*** Passage for review ***

Thursday, April 12, 2018

Our species has more forms of social organization than the rest of the primate order combined

From The Secret of Our Success by Joseph Henrich. How culture is driving evolution. Page 10.
Other species have also spread widely and achieved immense ecological success; however, this success has generally occurred by speciation, as natural selection has adapted and specialized organisms to survive in different environments. Ants, for example, capture an equivalent biomass to modern humans, making them the most dominant of terrestrial invertebrates. To accomplish this, ant lineages have split, genetically adapted, and specialized into more than 14,000 different species with vast and complicated sets of genetic adaptations.5 Meanwhile, humans remain a single species and show relatively little genetic variation, especially when the diverse range of environments we inhabit is considered. We have, for example, much less genetic variation than chimpanzees and show no signs of splitting into subspecies. By contrast, chimpanzees remain confined to a narrow band of tropical African forest and have already diverged into three distinct subspecies. As will become clear in chapter 3, the manner in which we adapt to diverse environments, and why we thrive in so many different ecologies, does not arise from an array of environment-specific genetic adaptations, as with most species.

*** End of Passage for review ***
*** Study material ***

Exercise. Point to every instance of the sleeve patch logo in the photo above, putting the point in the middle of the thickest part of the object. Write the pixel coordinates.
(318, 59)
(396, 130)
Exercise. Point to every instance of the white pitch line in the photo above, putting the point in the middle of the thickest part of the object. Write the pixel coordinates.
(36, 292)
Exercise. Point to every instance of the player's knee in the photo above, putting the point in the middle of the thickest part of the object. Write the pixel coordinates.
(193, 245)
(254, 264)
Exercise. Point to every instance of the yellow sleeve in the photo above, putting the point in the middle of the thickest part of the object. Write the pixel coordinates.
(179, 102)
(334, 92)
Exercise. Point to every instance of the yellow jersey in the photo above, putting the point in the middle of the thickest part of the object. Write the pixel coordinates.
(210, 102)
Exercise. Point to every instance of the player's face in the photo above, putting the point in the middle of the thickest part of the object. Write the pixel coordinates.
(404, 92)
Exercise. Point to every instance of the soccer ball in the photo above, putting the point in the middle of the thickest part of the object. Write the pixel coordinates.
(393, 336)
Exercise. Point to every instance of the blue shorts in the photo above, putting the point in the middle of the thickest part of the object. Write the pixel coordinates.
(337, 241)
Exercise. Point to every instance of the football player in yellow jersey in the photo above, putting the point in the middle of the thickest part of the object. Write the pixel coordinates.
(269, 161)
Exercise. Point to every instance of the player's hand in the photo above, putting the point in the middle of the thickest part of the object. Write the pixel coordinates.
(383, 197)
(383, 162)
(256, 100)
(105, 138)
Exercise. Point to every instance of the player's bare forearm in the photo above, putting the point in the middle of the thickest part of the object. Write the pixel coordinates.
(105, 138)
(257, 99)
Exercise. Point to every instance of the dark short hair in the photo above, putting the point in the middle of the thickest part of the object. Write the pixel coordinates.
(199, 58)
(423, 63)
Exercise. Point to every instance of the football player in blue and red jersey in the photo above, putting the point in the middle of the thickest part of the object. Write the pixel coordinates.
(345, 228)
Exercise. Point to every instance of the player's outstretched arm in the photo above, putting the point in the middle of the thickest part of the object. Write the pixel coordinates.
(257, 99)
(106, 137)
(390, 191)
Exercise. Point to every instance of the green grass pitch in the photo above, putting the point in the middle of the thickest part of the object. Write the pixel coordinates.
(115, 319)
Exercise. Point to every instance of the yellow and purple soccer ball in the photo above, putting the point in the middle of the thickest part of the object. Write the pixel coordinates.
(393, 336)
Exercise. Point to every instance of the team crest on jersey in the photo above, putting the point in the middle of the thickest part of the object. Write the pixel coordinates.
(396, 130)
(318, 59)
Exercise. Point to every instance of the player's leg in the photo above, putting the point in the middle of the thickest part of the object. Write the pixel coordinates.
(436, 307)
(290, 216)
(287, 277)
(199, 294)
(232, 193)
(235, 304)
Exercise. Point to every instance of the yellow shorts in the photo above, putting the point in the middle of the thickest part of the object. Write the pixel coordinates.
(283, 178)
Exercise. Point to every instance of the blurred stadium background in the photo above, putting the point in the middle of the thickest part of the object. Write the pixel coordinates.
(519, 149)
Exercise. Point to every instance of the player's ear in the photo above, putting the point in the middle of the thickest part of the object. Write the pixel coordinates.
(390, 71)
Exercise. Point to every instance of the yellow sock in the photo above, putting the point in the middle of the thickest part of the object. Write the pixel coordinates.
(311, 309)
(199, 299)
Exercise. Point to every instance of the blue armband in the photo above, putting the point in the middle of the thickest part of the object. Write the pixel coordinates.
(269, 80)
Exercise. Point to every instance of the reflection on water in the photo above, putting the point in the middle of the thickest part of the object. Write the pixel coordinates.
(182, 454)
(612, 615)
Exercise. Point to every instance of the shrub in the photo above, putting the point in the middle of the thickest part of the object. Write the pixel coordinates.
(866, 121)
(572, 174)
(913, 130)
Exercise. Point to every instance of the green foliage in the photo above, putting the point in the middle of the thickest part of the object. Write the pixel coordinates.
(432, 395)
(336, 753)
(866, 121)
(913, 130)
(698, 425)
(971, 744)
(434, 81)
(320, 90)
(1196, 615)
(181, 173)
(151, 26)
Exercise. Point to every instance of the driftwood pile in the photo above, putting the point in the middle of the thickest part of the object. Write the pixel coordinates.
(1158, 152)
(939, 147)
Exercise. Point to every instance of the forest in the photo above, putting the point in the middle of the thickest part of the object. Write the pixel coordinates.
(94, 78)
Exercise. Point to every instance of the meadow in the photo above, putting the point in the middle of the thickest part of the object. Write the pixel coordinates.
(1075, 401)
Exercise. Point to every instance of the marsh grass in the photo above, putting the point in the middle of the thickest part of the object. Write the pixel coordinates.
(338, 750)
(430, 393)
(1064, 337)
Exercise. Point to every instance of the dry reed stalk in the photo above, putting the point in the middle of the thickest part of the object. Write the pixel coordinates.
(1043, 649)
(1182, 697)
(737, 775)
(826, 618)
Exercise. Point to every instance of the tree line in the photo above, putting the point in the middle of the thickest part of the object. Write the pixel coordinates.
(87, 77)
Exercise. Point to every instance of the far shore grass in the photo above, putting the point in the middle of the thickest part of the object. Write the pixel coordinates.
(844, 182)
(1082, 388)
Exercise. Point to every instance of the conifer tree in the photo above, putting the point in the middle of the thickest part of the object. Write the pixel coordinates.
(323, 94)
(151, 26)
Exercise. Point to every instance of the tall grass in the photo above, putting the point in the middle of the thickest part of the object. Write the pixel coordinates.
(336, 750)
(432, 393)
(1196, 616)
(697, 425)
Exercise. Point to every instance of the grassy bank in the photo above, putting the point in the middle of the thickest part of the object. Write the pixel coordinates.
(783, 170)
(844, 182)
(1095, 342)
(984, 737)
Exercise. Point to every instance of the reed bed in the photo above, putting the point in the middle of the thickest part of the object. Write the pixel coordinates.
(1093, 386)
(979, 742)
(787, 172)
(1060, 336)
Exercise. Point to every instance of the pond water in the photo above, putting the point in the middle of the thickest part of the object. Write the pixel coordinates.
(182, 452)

*** End of Study material ***

Study questions.
- a) According to the passage on human adaptation, how many distinct subspecies have chimpanzees already diverged into?
- b) Reproduce everything in the passage on human adaptation from "Thursday, April 12, 2018" down to "evolution. Page 10.".

Solutions to the exercise.
- a) Three.

- b)
Thursday, April 12, 2018

Our species has more forms of social organization than the rest of the primate order combined

From The Secret of Our Success by Joseph Henrich. How culture is driving evolution. Page 10.